┏━━

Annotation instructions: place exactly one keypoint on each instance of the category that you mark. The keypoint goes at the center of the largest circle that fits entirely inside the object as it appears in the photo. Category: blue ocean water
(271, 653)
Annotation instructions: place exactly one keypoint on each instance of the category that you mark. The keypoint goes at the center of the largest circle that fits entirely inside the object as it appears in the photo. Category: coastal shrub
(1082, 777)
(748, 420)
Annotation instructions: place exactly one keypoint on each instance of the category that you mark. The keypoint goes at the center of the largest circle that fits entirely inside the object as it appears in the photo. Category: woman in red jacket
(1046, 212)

┗━━
┏━━

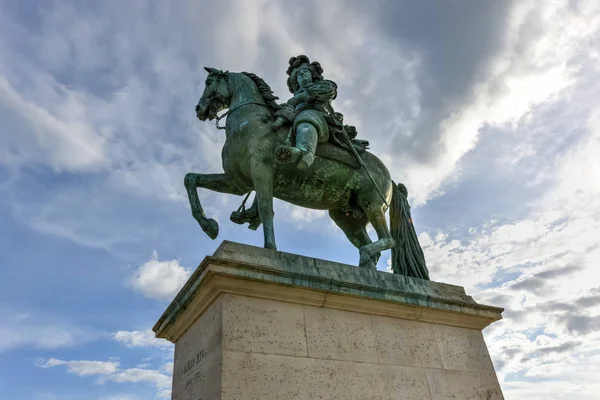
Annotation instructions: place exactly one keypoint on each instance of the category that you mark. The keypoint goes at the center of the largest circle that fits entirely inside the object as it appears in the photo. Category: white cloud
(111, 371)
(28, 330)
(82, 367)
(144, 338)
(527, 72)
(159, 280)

┗━━
┏━━

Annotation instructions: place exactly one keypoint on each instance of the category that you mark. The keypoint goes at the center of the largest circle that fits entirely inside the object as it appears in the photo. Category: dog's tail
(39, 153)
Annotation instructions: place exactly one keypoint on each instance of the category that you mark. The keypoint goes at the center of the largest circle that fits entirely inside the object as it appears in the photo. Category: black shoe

┗━━

EXERCISE:
From the listing above, return the lines starting at the one with "Category: dog's tail" and ending at the one with "Category: black shoe", both kept, exactly as they appear and nothing more.

SOLVED EXERCISE:
Annotation instructions: place exactly one keypoint on each instance of the category that you mark. The keypoint goes at the center of the largest circle that fits entirely inside the object as it appears in the photo. Category: dog's tail
(39, 153)
Annotation instructions: place exactly one keypoint on each instance of the category that you mark. The keypoint goes at the center of the largest circle that fits entirely inside the object as it appears in the photo. Category: black shoe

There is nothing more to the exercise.